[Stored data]
==*==
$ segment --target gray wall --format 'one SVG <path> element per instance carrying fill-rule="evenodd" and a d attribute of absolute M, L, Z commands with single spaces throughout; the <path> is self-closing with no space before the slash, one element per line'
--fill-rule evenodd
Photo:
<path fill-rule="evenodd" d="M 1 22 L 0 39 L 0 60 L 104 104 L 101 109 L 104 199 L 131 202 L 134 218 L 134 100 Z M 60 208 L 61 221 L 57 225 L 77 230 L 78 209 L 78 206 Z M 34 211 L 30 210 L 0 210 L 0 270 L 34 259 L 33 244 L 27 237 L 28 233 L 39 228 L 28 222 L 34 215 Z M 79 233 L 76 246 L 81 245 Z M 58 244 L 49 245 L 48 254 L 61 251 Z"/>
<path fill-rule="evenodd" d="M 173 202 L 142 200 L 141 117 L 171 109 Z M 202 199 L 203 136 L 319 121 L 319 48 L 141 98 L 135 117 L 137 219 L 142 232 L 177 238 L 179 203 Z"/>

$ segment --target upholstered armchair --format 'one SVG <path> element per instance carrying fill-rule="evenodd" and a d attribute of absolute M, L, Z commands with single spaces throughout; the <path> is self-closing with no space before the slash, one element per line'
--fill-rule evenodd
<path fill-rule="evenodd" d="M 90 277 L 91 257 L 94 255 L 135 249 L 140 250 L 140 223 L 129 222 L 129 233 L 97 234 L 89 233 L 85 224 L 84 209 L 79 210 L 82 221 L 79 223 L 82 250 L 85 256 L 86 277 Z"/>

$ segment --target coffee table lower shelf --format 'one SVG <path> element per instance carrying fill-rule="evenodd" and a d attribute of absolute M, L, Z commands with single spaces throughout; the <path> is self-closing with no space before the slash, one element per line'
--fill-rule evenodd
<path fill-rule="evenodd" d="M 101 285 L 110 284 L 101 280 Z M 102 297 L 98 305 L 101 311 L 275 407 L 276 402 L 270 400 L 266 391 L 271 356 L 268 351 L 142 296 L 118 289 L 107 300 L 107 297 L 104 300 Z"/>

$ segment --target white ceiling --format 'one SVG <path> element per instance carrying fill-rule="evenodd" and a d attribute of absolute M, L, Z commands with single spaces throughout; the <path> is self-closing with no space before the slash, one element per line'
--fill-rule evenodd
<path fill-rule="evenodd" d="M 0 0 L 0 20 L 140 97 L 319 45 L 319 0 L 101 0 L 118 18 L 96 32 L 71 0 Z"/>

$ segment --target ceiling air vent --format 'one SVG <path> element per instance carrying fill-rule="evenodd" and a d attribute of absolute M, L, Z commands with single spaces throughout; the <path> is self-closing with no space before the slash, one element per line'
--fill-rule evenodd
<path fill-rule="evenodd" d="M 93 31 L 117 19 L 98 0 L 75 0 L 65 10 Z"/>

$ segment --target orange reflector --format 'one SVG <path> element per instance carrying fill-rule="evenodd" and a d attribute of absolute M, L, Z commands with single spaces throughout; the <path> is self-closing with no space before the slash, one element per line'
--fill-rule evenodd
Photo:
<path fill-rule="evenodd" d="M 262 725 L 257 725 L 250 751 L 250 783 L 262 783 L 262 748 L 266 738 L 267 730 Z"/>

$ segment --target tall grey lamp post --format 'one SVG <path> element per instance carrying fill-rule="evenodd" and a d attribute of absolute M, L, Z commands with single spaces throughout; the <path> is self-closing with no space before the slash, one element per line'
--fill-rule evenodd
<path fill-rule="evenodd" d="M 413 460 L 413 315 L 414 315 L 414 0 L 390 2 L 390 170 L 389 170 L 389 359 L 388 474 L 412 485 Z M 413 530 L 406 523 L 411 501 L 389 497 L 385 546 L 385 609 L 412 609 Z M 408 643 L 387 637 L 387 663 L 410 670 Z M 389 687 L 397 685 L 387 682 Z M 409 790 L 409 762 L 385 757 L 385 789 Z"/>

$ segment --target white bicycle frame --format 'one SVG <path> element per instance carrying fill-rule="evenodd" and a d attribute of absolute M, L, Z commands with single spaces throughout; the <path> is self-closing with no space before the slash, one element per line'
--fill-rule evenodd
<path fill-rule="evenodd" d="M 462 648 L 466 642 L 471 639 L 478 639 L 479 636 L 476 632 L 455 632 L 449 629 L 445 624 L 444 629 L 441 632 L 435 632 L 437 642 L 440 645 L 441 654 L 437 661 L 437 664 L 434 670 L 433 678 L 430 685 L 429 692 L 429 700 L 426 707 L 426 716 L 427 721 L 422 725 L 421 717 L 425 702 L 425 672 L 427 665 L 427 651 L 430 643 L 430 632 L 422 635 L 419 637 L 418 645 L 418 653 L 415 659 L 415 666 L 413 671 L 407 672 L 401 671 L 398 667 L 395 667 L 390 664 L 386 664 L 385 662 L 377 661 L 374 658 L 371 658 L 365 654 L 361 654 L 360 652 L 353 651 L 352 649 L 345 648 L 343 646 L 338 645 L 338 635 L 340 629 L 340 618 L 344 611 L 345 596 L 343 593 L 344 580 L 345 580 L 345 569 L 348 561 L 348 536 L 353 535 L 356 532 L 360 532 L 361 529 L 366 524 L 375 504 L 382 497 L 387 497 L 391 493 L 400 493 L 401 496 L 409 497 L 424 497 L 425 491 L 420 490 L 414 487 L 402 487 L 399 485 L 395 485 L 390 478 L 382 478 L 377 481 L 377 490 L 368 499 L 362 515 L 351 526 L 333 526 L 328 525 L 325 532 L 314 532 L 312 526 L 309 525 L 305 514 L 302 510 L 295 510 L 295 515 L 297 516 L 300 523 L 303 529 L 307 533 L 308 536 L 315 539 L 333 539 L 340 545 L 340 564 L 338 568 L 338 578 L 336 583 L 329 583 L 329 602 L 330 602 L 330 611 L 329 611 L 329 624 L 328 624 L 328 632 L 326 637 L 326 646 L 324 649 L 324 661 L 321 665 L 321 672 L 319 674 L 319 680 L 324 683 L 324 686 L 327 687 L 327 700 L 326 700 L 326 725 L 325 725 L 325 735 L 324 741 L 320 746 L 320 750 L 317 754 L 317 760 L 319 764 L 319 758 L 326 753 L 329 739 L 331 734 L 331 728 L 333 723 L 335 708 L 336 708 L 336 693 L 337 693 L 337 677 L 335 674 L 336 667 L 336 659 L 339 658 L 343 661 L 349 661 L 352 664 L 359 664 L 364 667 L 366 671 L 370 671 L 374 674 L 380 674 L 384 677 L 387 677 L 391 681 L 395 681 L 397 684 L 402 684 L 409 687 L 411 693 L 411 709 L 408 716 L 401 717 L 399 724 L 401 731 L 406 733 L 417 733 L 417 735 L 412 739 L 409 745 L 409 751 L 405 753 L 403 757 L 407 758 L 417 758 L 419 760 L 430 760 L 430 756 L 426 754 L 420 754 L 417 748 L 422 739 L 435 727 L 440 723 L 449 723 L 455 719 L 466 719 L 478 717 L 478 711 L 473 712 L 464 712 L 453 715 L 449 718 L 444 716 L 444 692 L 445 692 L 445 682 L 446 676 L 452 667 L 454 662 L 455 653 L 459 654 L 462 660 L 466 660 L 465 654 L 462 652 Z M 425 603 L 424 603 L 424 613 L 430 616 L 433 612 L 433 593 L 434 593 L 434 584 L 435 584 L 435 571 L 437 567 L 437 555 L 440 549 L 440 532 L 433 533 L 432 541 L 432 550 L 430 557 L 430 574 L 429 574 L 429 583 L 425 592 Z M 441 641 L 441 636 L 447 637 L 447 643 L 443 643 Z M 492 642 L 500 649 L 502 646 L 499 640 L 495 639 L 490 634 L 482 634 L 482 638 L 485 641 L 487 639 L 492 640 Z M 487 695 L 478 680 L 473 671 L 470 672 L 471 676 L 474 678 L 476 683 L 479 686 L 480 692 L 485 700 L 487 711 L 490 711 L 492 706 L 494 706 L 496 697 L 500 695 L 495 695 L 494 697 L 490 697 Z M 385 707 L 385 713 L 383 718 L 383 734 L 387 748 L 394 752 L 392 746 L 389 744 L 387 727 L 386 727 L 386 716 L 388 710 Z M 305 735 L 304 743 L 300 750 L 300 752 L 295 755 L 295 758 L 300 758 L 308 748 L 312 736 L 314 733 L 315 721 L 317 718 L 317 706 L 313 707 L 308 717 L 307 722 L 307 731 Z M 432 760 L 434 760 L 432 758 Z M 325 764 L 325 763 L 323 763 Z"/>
==*==
Copy the lines from the one with "--target white ceiling" up to and including the one with "20 L 140 97", character for character.

$ segment --target white ceiling --format 'one SVG <path> element per instance carrying fill-rule="evenodd" and a d attribute of absolute M, L, Z commands with single spaces throughout; the <path> is self-closing with no space before the slash, one element per line'
--fill-rule evenodd
<path fill-rule="evenodd" d="M 0 0 L 0 20 L 140 97 L 319 45 L 319 0 L 101 0 L 118 18 L 96 32 L 71 0 Z"/>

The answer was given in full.